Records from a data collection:
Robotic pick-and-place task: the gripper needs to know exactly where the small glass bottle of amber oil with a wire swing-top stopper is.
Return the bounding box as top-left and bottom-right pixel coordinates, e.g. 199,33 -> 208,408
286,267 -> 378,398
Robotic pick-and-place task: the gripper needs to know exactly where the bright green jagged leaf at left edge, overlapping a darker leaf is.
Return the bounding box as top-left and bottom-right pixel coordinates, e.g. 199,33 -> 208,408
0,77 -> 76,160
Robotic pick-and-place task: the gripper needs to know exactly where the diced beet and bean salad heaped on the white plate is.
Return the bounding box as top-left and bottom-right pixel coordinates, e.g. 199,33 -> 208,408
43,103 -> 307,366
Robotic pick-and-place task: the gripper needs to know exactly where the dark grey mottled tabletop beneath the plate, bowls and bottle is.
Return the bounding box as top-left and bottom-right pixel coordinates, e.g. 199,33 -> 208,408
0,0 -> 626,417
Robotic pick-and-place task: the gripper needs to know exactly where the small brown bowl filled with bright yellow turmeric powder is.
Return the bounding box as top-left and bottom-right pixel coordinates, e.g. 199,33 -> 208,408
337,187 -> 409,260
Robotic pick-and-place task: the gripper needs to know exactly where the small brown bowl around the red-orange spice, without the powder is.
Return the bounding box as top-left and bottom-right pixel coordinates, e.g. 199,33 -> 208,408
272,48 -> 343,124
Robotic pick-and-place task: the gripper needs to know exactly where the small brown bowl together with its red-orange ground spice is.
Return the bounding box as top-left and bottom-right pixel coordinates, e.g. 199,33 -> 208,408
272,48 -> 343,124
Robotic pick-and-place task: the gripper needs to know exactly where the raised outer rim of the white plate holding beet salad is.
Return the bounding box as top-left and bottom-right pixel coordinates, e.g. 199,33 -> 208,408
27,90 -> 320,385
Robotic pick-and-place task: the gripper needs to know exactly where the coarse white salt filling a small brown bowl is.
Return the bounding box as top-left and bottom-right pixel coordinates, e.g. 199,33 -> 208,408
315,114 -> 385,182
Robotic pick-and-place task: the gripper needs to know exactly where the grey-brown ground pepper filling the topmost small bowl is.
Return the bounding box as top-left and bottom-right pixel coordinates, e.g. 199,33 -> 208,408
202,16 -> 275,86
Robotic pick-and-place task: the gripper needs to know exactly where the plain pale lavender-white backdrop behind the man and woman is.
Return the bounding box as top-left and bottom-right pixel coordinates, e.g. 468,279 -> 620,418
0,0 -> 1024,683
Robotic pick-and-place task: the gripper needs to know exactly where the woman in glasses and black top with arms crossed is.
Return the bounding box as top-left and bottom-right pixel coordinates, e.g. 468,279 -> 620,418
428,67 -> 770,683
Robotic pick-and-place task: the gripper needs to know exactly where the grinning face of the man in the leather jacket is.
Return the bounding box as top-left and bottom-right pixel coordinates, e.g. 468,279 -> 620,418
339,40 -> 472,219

Your assignment: Reproduce the records above line by line, without any change, up to and including the line that holds "ground spice is.".

The completed task:
Robotic pick-and-place task: the gripper needs to know exactly where the small glass bottle of amber oil with a wire swing-top stopper is.
Return the bounding box as top-left and bottom-right pixel coordinates, e.g. 199,33 -> 208,408
286,267 -> 378,398
Robotic pick-and-place task: the gripper needs to know exactly where the bright green jagged leaf at left edge, overlapping a darker leaf is.
Return the bounding box as top-left and bottom-right pixel coordinates, e.g. 199,33 -> 208,408
0,77 -> 76,160
Robotic pick-and-place task: the gripper needs to know exactly where the diced beet and bean salad heaped on the white plate is.
Return the bounding box as top-left and bottom-right pixel coordinates, e.g. 199,33 -> 208,408
43,103 -> 307,366
Robotic pick-and-place task: the gripper needs to know exactly where the dark grey mottled tabletop beneath the plate, bowls and bottle is.
Return the bounding box as top-left and bottom-right pixel coordinates, e.g. 199,33 -> 208,408
0,0 -> 626,417
Robotic pick-and-place task: the gripper needs to know exactly where the small brown bowl filled with bright yellow turmeric powder is.
Return the bounding box as top-left and bottom-right pixel coordinates, e.g. 199,33 -> 208,408
337,187 -> 409,260
Robotic pick-and-place task: the gripper needs to know exactly where the small brown bowl around the red-orange spice, without the powder is.
Return the bounding box as top-left and bottom-right pixel coordinates, e.g. 199,33 -> 208,408
272,48 -> 343,124
Robotic pick-and-place task: the gripper needs to know exactly where the small brown bowl together with its red-orange ground spice is.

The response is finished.